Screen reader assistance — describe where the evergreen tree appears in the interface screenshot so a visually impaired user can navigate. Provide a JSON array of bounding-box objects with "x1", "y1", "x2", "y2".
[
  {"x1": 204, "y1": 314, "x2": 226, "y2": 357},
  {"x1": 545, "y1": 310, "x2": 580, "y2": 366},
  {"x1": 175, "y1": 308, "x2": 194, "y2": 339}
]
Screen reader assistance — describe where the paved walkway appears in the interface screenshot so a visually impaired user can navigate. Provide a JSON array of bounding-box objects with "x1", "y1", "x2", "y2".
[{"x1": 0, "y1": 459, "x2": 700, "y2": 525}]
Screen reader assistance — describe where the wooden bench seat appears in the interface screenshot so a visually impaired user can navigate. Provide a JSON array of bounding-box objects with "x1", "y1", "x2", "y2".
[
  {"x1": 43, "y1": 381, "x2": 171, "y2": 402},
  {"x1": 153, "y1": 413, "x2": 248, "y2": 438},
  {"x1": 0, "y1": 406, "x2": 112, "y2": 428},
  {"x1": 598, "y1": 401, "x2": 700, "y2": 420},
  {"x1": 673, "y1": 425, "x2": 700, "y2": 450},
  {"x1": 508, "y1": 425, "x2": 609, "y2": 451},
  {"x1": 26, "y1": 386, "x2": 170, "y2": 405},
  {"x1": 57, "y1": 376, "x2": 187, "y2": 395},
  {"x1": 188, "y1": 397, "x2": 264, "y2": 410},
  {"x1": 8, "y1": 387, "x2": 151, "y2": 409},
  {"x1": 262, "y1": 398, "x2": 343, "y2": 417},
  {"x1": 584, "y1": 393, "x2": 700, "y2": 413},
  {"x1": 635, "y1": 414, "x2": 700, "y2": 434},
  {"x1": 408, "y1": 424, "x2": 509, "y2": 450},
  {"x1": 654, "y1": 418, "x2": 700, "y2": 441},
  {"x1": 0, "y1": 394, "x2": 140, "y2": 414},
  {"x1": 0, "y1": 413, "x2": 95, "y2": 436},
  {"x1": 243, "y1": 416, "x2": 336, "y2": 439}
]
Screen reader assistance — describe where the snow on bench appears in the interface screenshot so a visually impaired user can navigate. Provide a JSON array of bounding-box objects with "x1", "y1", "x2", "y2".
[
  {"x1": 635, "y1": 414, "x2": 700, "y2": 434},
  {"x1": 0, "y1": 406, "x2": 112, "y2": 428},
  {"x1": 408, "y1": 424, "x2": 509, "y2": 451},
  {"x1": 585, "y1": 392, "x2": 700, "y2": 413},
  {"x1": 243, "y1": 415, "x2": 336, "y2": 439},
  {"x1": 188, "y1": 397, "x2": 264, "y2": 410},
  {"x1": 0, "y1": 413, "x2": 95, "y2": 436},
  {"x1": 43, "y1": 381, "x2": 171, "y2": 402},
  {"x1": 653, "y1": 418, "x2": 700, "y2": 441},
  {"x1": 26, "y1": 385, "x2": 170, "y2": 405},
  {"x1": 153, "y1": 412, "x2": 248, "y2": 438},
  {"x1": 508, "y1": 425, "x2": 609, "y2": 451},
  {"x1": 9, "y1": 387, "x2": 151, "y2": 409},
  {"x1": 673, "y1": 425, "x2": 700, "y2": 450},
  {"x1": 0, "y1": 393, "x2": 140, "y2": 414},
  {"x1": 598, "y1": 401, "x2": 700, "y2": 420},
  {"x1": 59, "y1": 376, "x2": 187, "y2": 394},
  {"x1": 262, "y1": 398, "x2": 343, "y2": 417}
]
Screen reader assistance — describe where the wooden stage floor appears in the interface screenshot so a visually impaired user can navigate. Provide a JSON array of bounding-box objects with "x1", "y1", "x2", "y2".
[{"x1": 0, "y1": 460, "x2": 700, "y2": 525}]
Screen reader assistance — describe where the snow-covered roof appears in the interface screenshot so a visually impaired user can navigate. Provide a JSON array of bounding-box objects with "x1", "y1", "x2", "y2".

- **Objective**:
Can you rewrite the lines from the one containing "Screen reader assistance — describe where the wooden stage" through the end of the material, swapping "interface screenshot" for "photograph" and leaving everything else unchanged?

- **The result**:
Screen reader assistance — describe where the wooden stage floor appears in the photograph so a visually impaired user can navigate. Provide a JSON array of bounding-box objects with "x1", "y1", "x2", "y2".
[{"x1": 0, "y1": 460, "x2": 700, "y2": 525}]
Screen reader assistance — describe where the snow-covered roof appears in the photograph so a visually impaired user can navigate. Provide a JSON array of bounding-box objects with "x1", "y1", "x2", "y2".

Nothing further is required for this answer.